Supplied passage >>

++++++++++

# Furnace shuts off and restarts back up repeatedly



## Christian

Hi all.

Our furnace is doing this thing where it'll start up, run for 1 minute, then shut off. Then rinse and repeat. Sometimes it'll get up to the temp set on the stat, sometimes not. This is a forced air gas furnace, new in 2006.

If I go downstairs and hit the electric kill switch on the furnace to shut the power off, then turn it back on after a minute or so, the problem seems to go away temporarily, but after a few minutes of heat running we're back where we started.

Thoughts??

Thanks in advance for the advice guys.


----------



## paul52446m

Christian said:


> Hi all.
> 
> Our furnace is doing this thing where it'll start up, run for 1 minute, then shut off. Then rinse and repeat. Sometimes it'll get up to the temp set on the stat, sometimes not. This is a forced air gas furnace, new in 2006.
> 
> If I go downstairs and hit the electric kill switch on the furnace to shut the power off, then turn it back on after a minute or so, the problem seems to go away temporarily, but after a few minutes of heat running we're back where we started.
> 
> Thoughts??
> 
> Thanks in advance for the advice guys.


There are different things that can give you this problem. Is this a 80+ or 90+ furnace. Does it have plastic stacks? What make and model is it?
 If you have a thing that looks like a nail by your burners, this would be a flame rod. They get a coating build up on them. Take some fine sand paper
 and clean this flame rod. 
 Are you burners burning good and blue?
 Check all hoses on the pressure switches for cracks and bad ends.
  If this is a 90+ furnace take off all drain and pressure switch hoses and use a small wire to see if the ports are clear.
 Is this a up flow or a down flow furnace
 You have changed your filter so you have good air flow?
 When the burner turn off , does the blower keep going Or does the burner turn off before the blower comes on?.  You need to stand in front of the furnace and give me as much info as you can about when it goes out.
 Ok you have things to check and questions ti answer
 Also if its plastic stacks, check them out side to see if they are clear. 
  Later Paul


----------



## Christian

Sorry for the delayed reply...still behaving the same. Would really love some help!



paul52446m said:


> There are different things that can give you this problem.

++++++++++

Stored data entries
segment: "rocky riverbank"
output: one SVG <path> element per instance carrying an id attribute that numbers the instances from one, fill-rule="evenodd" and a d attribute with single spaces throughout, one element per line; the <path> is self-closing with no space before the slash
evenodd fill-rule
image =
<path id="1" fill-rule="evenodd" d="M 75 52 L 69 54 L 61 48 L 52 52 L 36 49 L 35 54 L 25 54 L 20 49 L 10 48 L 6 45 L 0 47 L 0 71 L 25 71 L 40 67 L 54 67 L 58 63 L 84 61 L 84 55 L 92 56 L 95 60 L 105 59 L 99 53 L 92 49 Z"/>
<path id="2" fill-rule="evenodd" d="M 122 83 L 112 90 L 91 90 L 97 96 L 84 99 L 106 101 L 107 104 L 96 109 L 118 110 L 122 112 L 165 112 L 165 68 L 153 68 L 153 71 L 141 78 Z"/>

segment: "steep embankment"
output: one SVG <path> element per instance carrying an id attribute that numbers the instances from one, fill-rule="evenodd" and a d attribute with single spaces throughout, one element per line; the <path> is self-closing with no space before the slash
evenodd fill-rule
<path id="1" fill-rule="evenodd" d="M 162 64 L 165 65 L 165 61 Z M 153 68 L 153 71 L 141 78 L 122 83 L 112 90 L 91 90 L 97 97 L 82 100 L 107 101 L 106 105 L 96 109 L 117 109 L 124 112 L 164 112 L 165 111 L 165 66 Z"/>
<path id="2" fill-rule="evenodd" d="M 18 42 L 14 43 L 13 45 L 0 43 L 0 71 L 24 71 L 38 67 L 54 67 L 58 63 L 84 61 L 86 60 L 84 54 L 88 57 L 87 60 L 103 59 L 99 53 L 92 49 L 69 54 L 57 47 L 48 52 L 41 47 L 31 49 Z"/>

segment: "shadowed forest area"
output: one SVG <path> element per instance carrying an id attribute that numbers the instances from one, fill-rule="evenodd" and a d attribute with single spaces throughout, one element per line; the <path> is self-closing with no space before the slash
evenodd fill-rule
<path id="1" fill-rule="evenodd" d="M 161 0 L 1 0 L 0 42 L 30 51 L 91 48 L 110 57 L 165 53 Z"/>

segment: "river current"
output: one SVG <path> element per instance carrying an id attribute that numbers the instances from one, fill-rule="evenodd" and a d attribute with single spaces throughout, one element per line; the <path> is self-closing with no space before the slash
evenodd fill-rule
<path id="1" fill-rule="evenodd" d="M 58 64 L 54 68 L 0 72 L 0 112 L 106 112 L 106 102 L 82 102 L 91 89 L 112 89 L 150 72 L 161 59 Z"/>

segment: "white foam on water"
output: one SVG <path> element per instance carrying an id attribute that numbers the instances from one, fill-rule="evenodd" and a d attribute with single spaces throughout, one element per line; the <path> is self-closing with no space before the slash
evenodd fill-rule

++++++++++

Questions to answer >>
- A) In the furnace thread, what does paul52446m say to use to clean the flame rod?
- B) Reproduce the furnace thread from "When the burner" to "love some help!".

Solutions below >>
- A) Fine sandpaper.

- B)
When the burner turn off , does the blower keep going Or does the burner turn off before the blower comes on?.  You need to stand in front of the furnace and give me as much info as you can about when it goes out.
 Ok you have things to check and questions ti answer
 Also if its plastic stacks, check them out side to see if they are clear. 
  Later Paul


----------



## Christian

Sorry for the delayed reply...still behaving the same. Would really love some help!